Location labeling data
START

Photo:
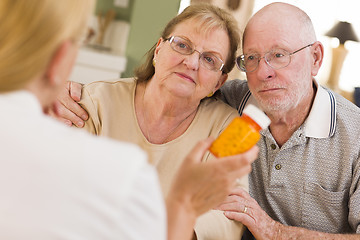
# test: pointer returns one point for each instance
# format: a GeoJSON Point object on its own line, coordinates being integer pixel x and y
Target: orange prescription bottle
{"type": "Point", "coordinates": [241, 134]}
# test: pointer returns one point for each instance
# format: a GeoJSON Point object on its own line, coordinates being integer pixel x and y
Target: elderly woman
{"type": "Point", "coordinates": [97, 188]}
{"type": "Point", "coordinates": [166, 108]}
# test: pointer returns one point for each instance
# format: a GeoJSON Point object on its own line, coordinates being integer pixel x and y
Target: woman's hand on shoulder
{"type": "Point", "coordinates": [66, 108]}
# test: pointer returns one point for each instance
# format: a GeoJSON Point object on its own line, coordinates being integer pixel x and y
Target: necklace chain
{"type": "Point", "coordinates": [147, 128]}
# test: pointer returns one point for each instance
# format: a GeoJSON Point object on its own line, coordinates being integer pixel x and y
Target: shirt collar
{"type": "Point", "coordinates": [321, 121]}
{"type": "Point", "coordinates": [21, 99]}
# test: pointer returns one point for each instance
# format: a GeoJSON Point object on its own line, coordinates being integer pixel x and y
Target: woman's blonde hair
{"type": "Point", "coordinates": [210, 17]}
{"type": "Point", "coordinates": [30, 33]}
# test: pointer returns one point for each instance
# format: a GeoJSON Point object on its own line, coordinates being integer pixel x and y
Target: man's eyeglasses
{"type": "Point", "coordinates": [185, 47]}
{"type": "Point", "coordinates": [276, 58]}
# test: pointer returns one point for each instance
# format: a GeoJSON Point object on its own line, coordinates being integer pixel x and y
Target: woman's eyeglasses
{"type": "Point", "coordinates": [185, 47]}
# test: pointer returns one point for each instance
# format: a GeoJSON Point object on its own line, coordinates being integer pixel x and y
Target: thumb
{"type": "Point", "coordinates": [199, 150]}
{"type": "Point", "coordinates": [75, 90]}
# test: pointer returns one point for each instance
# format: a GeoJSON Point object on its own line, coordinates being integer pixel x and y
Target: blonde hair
{"type": "Point", "coordinates": [210, 17]}
{"type": "Point", "coordinates": [31, 31]}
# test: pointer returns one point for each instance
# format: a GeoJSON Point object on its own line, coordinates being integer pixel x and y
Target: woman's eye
{"type": "Point", "coordinates": [183, 45]}
{"type": "Point", "coordinates": [251, 58]}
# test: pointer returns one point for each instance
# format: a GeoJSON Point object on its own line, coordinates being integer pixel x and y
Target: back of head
{"type": "Point", "coordinates": [209, 17]}
{"type": "Point", "coordinates": [31, 32]}
{"type": "Point", "coordinates": [285, 18]}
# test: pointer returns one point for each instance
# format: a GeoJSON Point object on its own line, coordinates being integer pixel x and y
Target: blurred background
{"type": "Point", "coordinates": [122, 31]}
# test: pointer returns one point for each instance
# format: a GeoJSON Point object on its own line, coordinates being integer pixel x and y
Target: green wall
{"type": "Point", "coordinates": [147, 19]}
{"type": "Point", "coordinates": [102, 6]}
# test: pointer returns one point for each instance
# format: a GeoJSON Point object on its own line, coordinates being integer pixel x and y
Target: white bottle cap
{"type": "Point", "coordinates": [257, 115]}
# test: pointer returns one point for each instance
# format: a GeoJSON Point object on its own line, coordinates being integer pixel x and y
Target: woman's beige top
{"type": "Point", "coordinates": [112, 113]}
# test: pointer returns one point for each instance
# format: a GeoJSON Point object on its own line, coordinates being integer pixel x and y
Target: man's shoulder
{"type": "Point", "coordinates": [233, 91]}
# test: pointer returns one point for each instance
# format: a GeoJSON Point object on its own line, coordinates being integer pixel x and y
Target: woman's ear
{"type": "Point", "coordinates": [221, 81]}
{"type": "Point", "coordinates": [61, 63]}
{"type": "Point", "coordinates": [158, 46]}
{"type": "Point", "coordinates": [317, 57]}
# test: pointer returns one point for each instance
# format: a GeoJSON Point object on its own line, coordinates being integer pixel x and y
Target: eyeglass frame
{"type": "Point", "coordinates": [171, 39]}
{"type": "Point", "coordinates": [267, 62]}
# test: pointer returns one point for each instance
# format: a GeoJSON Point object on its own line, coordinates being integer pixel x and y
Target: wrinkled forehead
{"type": "Point", "coordinates": [204, 25]}
{"type": "Point", "coordinates": [279, 22]}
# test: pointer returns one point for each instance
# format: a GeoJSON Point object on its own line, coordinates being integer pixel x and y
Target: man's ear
{"type": "Point", "coordinates": [318, 56]}
{"type": "Point", "coordinates": [60, 64]}
{"type": "Point", "coordinates": [221, 81]}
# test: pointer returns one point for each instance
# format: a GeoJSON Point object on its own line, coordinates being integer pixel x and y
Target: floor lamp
{"type": "Point", "coordinates": [344, 32]}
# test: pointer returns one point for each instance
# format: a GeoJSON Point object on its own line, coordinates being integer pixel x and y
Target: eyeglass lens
{"type": "Point", "coordinates": [277, 58]}
{"type": "Point", "coordinates": [185, 47]}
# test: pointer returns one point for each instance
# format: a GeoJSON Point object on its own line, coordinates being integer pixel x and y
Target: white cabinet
{"type": "Point", "coordinates": [94, 65]}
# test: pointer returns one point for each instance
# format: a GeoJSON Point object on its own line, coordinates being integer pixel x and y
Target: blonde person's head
{"type": "Point", "coordinates": [30, 33]}
{"type": "Point", "coordinates": [209, 17]}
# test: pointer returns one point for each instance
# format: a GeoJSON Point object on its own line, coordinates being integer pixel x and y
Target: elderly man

END

DIRECTIONS FOR THIS TASK>
How many lines of the data above contain the string "woman"? Matching is case-sensitive; give only the number.

RESPONSE BELOW>
7